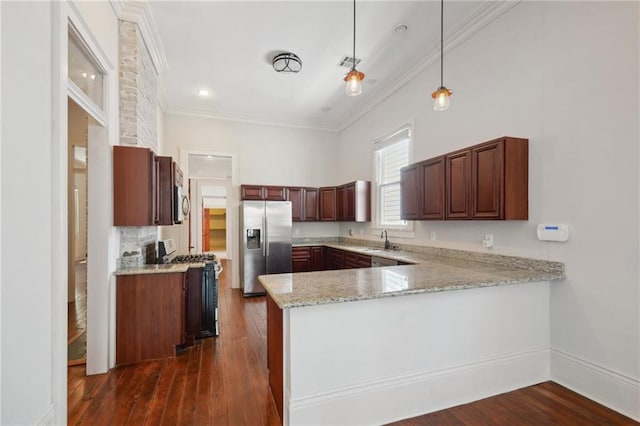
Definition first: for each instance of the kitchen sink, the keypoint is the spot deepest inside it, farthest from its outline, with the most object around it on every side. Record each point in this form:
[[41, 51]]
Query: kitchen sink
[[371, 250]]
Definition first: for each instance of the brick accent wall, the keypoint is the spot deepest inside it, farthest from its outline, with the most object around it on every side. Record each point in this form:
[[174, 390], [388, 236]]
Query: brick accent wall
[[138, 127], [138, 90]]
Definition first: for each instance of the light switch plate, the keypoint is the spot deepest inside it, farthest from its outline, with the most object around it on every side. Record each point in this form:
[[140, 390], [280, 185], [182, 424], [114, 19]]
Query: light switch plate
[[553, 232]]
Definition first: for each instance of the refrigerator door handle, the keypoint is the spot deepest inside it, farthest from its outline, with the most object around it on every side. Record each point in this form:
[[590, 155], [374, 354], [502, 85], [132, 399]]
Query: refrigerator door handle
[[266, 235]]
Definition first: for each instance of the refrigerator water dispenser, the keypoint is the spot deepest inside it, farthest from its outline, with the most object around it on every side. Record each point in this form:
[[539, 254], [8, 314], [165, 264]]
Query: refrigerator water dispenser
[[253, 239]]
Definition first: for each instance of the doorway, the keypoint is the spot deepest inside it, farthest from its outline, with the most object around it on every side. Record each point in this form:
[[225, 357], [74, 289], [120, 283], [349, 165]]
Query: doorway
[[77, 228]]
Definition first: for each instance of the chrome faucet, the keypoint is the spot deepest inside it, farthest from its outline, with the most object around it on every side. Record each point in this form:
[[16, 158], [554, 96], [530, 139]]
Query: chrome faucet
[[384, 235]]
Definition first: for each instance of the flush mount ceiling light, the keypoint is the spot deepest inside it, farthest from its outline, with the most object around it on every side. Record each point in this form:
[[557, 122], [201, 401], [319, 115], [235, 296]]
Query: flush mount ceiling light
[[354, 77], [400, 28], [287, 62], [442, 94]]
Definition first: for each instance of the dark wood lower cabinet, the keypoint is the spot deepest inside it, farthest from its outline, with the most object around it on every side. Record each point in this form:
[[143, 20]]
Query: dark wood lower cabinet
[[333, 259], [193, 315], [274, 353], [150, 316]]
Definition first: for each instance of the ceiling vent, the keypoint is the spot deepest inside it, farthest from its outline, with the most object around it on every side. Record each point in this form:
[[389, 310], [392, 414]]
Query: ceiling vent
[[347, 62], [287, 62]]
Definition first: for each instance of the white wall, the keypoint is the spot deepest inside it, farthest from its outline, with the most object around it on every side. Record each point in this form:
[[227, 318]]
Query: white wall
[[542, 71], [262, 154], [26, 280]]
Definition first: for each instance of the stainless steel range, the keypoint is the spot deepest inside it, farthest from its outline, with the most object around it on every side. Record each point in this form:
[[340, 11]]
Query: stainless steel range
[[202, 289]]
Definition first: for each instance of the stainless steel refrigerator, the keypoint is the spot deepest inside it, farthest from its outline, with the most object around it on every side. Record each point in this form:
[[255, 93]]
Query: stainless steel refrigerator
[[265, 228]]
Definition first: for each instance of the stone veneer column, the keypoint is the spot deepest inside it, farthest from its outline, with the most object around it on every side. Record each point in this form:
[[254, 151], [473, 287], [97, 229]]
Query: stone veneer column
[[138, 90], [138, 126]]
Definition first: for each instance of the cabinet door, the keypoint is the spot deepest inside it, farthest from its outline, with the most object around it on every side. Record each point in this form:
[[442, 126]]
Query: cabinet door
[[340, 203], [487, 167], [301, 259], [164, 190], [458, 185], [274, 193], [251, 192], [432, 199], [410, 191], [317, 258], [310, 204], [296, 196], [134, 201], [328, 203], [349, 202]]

# # # # # # #

● **Your task**:
Convert the lines above, between the line holding "Definition first: for each instance of the flush" and the line holding "[[138, 90], [138, 126]]", inclusive, into a numbered list, leaving out any blank lines.

● **Worked solution**:
1. Definition first: for each instance of the flush mount ceiling light, the keypoint is the spot deepest inside it, farthest from its outline, with the most object around it on every side. Record each point in this form:
2. [[557, 122], [201, 401], [319, 115], [235, 296]]
3. Query: flush mount ceiling light
4. [[354, 77], [400, 28], [287, 62], [442, 94]]
5. Definition first: for each instance of the dark wood lower cabinet, the keypoint is the spot deepest inside it, farthest from its outline, with the most object around it on every side. Record each point in this form:
6. [[143, 20]]
7. Query: dark wood lower cabinet
8. [[333, 259], [193, 315], [274, 353], [150, 316]]
9. Definition first: for each instance of the ceiling vent, the keypoint is the spot deepest inside it, farthest from its outline, with the most object around it on every side. Record each point in this form:
10. [[389, 310], [392, 414]]
11. Query: ceiling vent
12. [[347, 62], [287, 62]]
13. Definition first: for each instance of the white wall, the keypoint is the spot deepest inside it, farthest from its outline, with the most object around it on every side. Record each point in this form:
14. [[227, 318]]
15. Query: white wall
16. [[542, 71], [262, 154], [26, 280]]
17. Definition first: for each instance of the stainless steel range, the keypoint is the spot deepest inside it, farthest from its outline, with the most object around it on every side. Record each point in this form:
18. [[340, 11]]
19. Query: stainless steel range
20. [[202, 289]]
21. Definition first: for each instance of the stainless steel refrigerator, the keypoint is the spot deepest inside it, farthest from its outline, with the most object around it on every side. Record each point in this form:
22. [[255, 93]]
23. Query: stainless steel refrigerator
24. [[265, 228]]
25. Definition first: for each instance of the stone veneer column, the keypoint is the spot deepest inside it, farthest from its outline, with the most object around it on every side. Record each point in this form:
26. [[254, 151], [473, 287], [97, 229]]
27. Query: stone veneer column
28. [[138, 90], [138, 126]]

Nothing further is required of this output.